• DATA
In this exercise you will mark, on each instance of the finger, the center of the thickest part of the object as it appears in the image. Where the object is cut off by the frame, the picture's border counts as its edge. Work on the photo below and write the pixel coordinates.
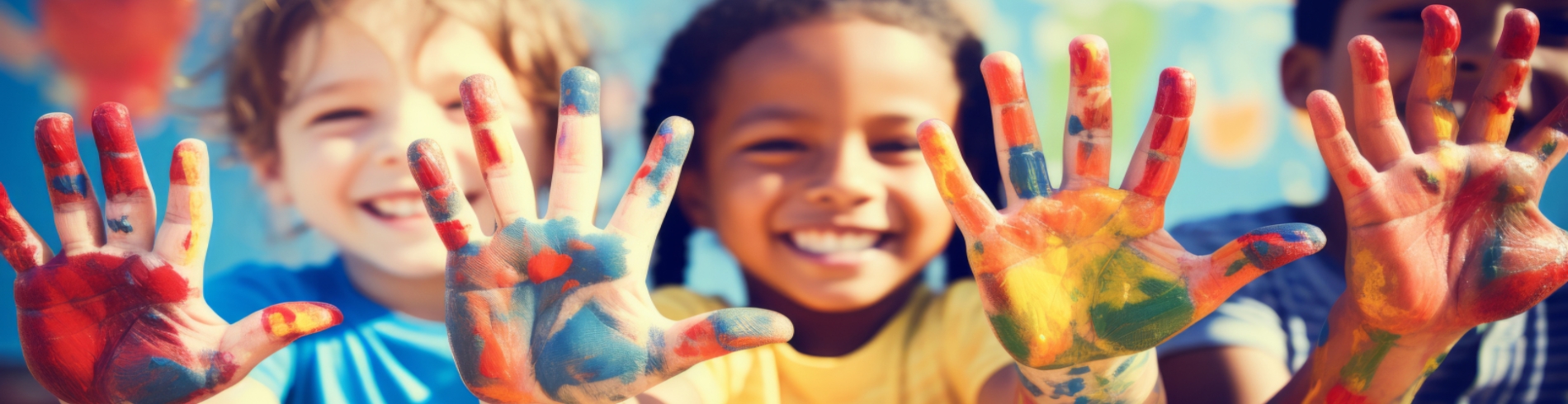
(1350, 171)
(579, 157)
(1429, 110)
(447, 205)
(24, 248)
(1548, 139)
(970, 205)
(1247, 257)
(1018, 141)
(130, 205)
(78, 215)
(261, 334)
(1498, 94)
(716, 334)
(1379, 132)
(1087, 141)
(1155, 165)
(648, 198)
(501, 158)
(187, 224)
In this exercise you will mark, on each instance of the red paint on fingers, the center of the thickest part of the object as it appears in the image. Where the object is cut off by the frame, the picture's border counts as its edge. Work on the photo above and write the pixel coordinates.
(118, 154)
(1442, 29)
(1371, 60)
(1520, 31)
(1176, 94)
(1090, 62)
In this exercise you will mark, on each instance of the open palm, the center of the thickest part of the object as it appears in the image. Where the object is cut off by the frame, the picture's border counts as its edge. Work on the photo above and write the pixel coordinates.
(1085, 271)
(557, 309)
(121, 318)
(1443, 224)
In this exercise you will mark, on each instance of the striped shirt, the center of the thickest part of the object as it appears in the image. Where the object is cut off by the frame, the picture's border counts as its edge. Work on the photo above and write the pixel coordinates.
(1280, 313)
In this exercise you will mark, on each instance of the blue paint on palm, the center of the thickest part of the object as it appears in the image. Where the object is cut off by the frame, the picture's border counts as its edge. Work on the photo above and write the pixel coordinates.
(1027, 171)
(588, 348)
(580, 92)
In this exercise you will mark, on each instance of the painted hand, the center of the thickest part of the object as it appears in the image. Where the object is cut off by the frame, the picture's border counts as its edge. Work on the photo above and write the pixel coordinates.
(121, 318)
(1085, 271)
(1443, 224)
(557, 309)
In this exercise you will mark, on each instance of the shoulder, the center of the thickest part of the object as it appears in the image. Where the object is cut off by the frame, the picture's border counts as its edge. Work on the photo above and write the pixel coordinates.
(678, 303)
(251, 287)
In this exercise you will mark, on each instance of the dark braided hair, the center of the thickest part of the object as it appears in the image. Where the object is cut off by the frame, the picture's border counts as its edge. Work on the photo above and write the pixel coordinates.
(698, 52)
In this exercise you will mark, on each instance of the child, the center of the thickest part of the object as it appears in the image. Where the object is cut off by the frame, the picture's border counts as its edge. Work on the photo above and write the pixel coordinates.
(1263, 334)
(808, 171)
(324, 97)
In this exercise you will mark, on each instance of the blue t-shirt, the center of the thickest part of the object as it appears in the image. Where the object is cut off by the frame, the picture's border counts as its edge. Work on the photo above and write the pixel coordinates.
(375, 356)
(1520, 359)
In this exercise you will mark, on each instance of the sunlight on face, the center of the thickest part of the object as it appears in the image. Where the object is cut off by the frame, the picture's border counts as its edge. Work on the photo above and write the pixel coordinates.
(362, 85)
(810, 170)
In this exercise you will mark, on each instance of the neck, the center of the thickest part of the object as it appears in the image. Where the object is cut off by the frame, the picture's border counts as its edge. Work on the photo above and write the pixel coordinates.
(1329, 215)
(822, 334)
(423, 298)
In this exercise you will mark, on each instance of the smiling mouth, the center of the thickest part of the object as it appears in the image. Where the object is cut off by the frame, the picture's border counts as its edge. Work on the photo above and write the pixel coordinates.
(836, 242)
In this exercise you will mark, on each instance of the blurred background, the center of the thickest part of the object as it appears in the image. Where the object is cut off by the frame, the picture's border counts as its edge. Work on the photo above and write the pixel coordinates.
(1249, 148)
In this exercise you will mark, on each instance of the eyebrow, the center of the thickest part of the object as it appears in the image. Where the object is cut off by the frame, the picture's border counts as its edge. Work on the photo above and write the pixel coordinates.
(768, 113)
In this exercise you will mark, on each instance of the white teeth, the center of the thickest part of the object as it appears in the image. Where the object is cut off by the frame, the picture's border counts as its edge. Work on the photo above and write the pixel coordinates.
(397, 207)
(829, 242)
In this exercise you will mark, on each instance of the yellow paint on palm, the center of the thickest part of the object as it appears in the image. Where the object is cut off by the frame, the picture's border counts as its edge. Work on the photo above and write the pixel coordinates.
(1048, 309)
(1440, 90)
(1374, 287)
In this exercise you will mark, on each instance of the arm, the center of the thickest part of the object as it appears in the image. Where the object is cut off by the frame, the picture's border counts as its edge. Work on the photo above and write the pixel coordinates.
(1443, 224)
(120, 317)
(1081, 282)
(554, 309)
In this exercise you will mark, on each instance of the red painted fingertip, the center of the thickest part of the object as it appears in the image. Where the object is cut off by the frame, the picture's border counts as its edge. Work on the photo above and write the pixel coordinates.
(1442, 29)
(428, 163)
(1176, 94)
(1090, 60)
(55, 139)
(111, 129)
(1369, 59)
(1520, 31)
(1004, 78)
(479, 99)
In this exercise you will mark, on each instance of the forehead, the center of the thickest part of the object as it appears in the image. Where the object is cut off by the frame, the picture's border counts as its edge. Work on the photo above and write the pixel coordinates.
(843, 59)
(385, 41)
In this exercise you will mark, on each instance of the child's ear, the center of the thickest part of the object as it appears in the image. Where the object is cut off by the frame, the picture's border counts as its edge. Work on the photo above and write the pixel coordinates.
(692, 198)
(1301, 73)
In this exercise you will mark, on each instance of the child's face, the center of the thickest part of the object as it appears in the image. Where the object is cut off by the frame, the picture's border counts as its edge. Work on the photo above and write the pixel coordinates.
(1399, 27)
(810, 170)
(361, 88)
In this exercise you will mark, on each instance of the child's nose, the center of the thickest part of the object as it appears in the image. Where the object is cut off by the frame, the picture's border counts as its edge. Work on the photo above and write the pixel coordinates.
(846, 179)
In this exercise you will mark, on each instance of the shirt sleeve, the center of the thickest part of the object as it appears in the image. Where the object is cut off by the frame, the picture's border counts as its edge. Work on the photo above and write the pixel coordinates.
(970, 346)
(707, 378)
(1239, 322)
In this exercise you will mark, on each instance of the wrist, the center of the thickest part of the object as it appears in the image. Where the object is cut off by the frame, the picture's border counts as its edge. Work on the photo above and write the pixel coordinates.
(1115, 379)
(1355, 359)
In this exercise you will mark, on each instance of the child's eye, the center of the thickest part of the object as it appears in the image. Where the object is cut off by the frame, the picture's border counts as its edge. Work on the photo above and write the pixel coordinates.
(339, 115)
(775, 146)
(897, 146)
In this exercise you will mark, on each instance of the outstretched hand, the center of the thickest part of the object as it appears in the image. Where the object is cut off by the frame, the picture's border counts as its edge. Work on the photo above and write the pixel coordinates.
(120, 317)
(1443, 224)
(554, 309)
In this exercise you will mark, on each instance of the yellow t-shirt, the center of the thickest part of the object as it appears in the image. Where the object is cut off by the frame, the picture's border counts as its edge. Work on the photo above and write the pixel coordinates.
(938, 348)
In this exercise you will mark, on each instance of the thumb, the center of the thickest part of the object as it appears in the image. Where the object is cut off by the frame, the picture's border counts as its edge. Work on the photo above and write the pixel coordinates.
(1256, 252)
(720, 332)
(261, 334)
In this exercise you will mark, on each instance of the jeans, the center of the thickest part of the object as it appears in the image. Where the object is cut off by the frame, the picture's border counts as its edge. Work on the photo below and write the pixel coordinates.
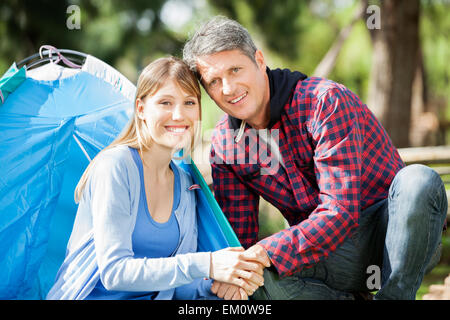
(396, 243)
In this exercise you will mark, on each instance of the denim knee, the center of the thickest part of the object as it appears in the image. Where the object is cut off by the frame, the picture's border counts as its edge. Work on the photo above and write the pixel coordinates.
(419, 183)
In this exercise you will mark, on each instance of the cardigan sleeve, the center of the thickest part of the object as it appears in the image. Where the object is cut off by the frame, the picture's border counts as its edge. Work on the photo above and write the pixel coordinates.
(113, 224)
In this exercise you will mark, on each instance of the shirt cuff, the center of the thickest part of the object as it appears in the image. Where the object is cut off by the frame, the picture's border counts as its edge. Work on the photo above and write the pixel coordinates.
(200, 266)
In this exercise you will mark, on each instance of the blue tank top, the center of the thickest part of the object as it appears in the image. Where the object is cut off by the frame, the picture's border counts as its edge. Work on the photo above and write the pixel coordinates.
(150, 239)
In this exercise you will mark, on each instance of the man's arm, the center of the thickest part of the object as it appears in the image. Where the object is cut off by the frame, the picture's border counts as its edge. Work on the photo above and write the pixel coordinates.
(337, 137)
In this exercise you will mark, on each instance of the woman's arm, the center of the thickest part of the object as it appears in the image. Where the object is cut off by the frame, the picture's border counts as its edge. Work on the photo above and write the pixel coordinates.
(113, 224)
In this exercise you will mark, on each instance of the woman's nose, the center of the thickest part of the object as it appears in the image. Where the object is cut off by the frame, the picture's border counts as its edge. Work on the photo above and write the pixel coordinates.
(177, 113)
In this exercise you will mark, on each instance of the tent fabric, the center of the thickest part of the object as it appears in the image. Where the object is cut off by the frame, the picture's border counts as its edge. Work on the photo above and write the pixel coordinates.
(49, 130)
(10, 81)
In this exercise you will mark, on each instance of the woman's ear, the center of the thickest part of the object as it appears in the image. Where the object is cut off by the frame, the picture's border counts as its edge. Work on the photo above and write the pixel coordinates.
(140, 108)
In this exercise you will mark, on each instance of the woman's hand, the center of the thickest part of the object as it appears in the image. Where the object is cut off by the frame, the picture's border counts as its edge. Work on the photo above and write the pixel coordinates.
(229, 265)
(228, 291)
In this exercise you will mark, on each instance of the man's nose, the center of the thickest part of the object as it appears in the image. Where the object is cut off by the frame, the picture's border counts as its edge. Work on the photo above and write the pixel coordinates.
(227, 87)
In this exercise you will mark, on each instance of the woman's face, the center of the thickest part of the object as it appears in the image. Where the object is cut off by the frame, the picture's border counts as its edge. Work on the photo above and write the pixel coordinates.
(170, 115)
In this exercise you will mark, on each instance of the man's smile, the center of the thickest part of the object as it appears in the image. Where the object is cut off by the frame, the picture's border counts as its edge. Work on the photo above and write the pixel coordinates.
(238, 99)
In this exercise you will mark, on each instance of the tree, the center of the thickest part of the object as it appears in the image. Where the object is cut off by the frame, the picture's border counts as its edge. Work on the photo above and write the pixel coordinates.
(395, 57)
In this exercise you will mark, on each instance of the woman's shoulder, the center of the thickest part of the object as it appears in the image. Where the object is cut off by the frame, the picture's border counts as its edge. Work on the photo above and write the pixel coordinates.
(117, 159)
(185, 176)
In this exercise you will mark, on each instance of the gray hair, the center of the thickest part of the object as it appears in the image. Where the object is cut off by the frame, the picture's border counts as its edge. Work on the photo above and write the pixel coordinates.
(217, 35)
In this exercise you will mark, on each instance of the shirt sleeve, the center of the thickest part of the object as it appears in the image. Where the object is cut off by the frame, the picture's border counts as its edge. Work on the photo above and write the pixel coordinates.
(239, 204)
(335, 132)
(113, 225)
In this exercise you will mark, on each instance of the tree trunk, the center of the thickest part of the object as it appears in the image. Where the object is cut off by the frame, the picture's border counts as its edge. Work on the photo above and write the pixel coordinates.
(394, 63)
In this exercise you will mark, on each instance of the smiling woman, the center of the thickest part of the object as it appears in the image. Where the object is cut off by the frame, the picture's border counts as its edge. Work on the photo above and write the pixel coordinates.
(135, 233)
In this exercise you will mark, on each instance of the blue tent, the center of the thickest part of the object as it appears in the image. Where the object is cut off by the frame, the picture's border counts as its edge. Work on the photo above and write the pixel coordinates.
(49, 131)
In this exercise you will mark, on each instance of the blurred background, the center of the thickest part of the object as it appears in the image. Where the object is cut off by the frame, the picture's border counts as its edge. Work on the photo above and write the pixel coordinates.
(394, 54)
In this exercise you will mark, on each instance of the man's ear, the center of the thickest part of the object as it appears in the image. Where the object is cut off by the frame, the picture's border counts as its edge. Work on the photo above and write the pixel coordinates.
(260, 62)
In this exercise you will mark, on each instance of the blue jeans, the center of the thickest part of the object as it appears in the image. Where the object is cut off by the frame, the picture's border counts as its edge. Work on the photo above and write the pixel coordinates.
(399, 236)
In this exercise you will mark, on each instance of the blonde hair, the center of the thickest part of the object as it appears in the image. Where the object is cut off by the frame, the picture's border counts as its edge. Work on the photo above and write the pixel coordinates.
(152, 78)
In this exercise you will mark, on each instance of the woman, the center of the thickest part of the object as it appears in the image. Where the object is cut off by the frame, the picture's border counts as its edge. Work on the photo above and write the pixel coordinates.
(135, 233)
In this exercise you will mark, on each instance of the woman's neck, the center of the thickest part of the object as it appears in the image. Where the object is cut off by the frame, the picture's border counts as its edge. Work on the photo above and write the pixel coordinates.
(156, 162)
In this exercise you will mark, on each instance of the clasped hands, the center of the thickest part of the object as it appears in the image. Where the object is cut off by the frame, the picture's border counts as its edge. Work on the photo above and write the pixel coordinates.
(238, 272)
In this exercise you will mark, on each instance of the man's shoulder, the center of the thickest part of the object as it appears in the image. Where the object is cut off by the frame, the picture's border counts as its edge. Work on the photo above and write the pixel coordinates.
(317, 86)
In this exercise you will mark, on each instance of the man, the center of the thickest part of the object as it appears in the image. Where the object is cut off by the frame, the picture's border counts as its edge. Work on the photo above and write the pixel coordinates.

• STATED GOAL
From the line containing "the man's shoulder, the" through the final line of the listing above, retype every line exactly; leave out everything else.

• FINAL RESULT
In this exercise you will mark, on each instance of the man's shoulder, the center of the thickest part of the object as it appears in the image. Where the object is cut off by the frame, the picture's border counts as its edge. Work on the photo above and write the pixel coordinates.
(317, 86)
In this exercise you will mark, on each instance of the man, the center of the thickest part of the object as it appears in the image. Where the object is cut off by the frame, the picture's border counts as its edge. Work on the photo above and write the pixel coordinates.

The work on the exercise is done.